Then came the (ni) 2年生. The kids lined up in their rows with skipping ropes hanging around their necks. Music starts to play. They can’t possibly… Of course they can. The entire class is skipping. Well most of the class… one boy can’t seem to get more that 2 skips before he knot up. Cue image of boy falling on head and bursting mouth. Giggles. And it all went downhill from there. Next 4 lines sat. The line closest to me started skipping backward. Burs-ya-face seemingly trying with all his might to burst his face. Claire trying with all her might not to cackle out. The next line did a running skip. The next a hopping skip. The next a crossover skip (which failed miserably). More giggles. Some of the 3年生 ( I am standing behind them are looking at me funny.) The music stops and they stop. Everyone claps.

But they’re not done. Nope. How could they be? They haven’t made the friendly neighbourhood ALT cackle out loud yet… So on run Akasaka 先生 (sensei- lit. before students) and the Ajisai spare teacher whose name no one ever bother to tell me, with a big skipping rope, and then the kids are running in, skipping and running out. There goes Hyuuga-kun falling on his head, the boy two behind him knocks over another boy. Tears! And they refuse to stop. When they get to the end. They line up on the other side and keep coming again. Dying. Guffawing. Gasping for breath. The teachers are laughing too at least. And the 3年生 are laughing at me.

Finally the song ends. Owari desu. (It’s over!) Of course not. They invite the 6年生to try. Only Matsuo先生’s class (6-1) comes. I must admit they are the more athletic looking class… They get the whole class through, and they are doing pretty good on the second run, until Kakeru –kun tries to do a double axle, and Yoshiki-kun crashes into him. Eruption of laughter from the gym…

It’s 1年生’s turn now. (go) 5年生 scampers from where they’ve been sitting to the back of the gym. I wonder what’s about to happen. I expect to be impressed. (ichi) 1年生 is great at whatever they do. Chiba先生got them on lock- all marching around, like the little 1年生 army. They give a speech in parts, i.e. everybody has a line. It’s very common in Japanese schools. And then they march out to the centre with THEIR skipping ropes. They all all skip for a minute. Then the go and put their ropes down. And come back to the centre. The 30 of them line up in about 6 lines, with their hands on the shoulder of the person in front of them, and the music starts. Right foot, tap to right twice. Left foot tap to left twice. Jump forward, jump back, jump forward 3 times. Looks like a caterpillar doing the hokey pokey, I think. The caterpokey!!! Cackle. More strange looks from the 3年生. The music finishes and the invite the 6年生 to join. It’s hilarious. The 1年生(7 years old) are half the size of the 6年生 (12 years old) and just hanging on to them is interesting. And, since there are only 30 1年生 and there are 44 6年生, all of the lines have 6年生 at the front, so the caterpillars heads keep coming off. Lol. And the 6年生 at the back are doing all manner of antics not to jump on the 1年生 in front of them. Dying with laughter!

Set task 1 >> Echo the skipping performance account word for word, from "Then came the" to "stop. Everyone claps.", inclusive.
The skipping performance account and the records that follow it were taken from unrelated sources.

Pointing data excerpts >>
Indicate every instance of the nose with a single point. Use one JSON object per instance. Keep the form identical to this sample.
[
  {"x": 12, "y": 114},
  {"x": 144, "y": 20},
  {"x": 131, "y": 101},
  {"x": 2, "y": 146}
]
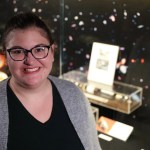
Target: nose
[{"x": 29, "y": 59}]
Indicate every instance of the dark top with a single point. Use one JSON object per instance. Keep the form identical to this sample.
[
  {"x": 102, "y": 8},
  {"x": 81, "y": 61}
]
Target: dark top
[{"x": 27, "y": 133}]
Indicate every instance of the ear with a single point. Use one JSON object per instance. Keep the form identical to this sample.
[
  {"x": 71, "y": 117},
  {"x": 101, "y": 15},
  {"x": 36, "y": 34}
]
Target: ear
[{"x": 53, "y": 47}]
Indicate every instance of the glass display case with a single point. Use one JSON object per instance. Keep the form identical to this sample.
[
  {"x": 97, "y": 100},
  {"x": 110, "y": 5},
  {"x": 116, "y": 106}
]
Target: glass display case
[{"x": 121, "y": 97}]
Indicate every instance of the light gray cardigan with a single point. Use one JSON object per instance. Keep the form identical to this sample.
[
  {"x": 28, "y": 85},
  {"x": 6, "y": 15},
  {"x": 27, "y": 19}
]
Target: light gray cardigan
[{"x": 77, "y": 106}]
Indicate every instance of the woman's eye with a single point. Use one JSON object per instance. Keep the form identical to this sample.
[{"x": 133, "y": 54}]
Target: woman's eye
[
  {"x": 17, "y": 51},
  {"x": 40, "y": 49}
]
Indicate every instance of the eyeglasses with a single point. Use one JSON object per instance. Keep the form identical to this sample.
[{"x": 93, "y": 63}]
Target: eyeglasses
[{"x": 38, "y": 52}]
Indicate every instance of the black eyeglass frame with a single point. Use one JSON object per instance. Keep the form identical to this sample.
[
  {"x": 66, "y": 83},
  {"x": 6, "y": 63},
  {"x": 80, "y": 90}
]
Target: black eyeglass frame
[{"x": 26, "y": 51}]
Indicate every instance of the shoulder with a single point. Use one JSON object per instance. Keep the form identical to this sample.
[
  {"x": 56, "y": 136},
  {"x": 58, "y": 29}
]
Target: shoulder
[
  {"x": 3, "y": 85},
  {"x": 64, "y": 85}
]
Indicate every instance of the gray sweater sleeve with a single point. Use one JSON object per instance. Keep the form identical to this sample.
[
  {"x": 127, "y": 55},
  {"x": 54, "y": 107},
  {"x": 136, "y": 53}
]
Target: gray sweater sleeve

Set task 2 >> Arrange the lines of the records as a numbered list, leaving out any blank lines, starting at the line that contains "Indicate every instance of the gray" and continuing through the end of the records.

Written solution 1 >>
Then came the (ni) 2年生. The kids lined up in their rows with skipping ropes hanging around their necks. Music starts to play. They can’t possibly… Of course they can. The entire class is skipping. Well most of the class… one boy can’t seem to get more that 2 skips before he knot up. Cue image of boy falling on head and bursting mouth. Giggles. And it all went downhill from there. Next 4 lines sat. The line closest to me started skipping backward. Burs-ya-face seemingly trying with all his might to burst his face. Claire trying with all her might not to cackle out. The next line did a running skip. The next a hopping skip. The next a crossover skip (which failed miserably). More giggles. Some of the 3年生 ( I am standing behind them are looking at me funny.) The music stops and they stop. Everyone claps.

Written solution 2 >>
1. Indicate every instance of the gray sweater sleeve with a single point. Use one JSON object per instance. Keep the form identical to this sample.
2. [
3.   {"x": 127, "y": 55},
4.   {"x": 54, "y": 107},
5.   {"x": 136, "y": 53}
6. ]
7. Target: gray sweater sleeve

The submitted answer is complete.